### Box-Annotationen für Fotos
================================

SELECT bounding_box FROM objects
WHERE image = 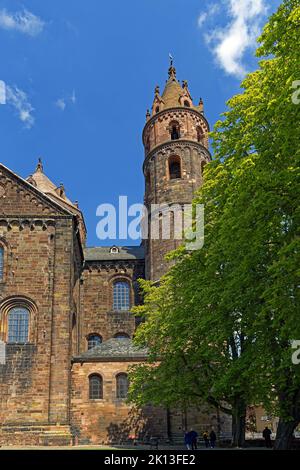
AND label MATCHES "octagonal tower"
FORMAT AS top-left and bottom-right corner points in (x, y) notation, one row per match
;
(143, 61), (211, 281)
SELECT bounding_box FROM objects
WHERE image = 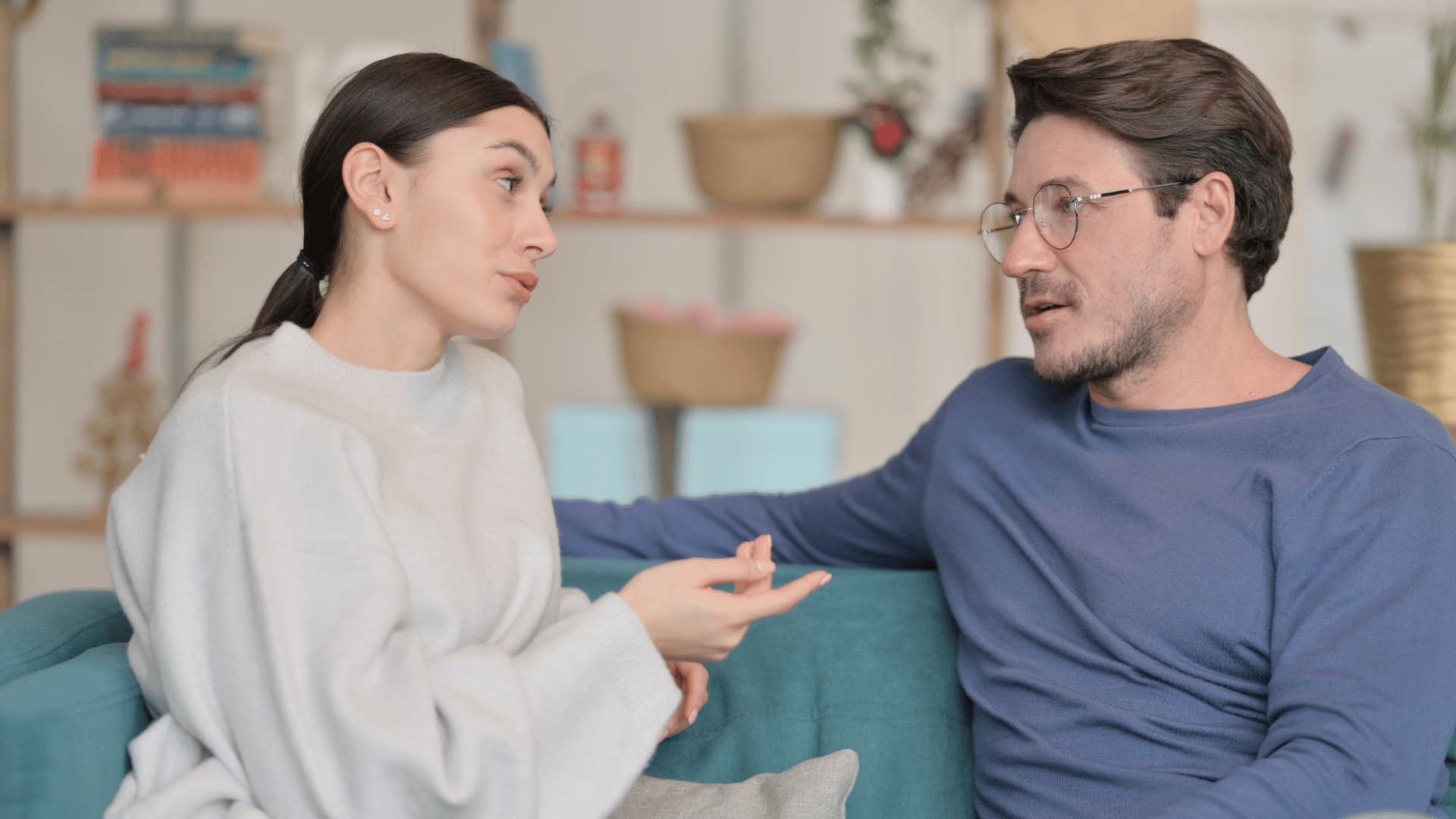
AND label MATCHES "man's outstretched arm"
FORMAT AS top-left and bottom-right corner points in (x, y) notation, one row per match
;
(1163, 438), (1456, 817)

================================

### HINWEISE ZUR AUFGABE
Tausche in allen Zeilen oben „objects“ gegen „regions“ aus und gib sie sonst unverändert wieder. Lass die Bilder in der Antwort weg.

### ERWARTETE ANTWORT
SELECT bounding_box FROM regions
WHERE image = 
AND label MATCHES "octagonal tower"
FORMAT AS top-left and bottom-right corner points in (x, y) notation, one row per match
;
(143, 61), (211, 281)
SELECT bounding_box FROM regions
WHERE image = 
AND label MATCHES "man's outstretched arm"
FORMAT AS top-left and bottom-right corner points in (x, y) notation, one row per match
;
(1163, 438), (1456, 817)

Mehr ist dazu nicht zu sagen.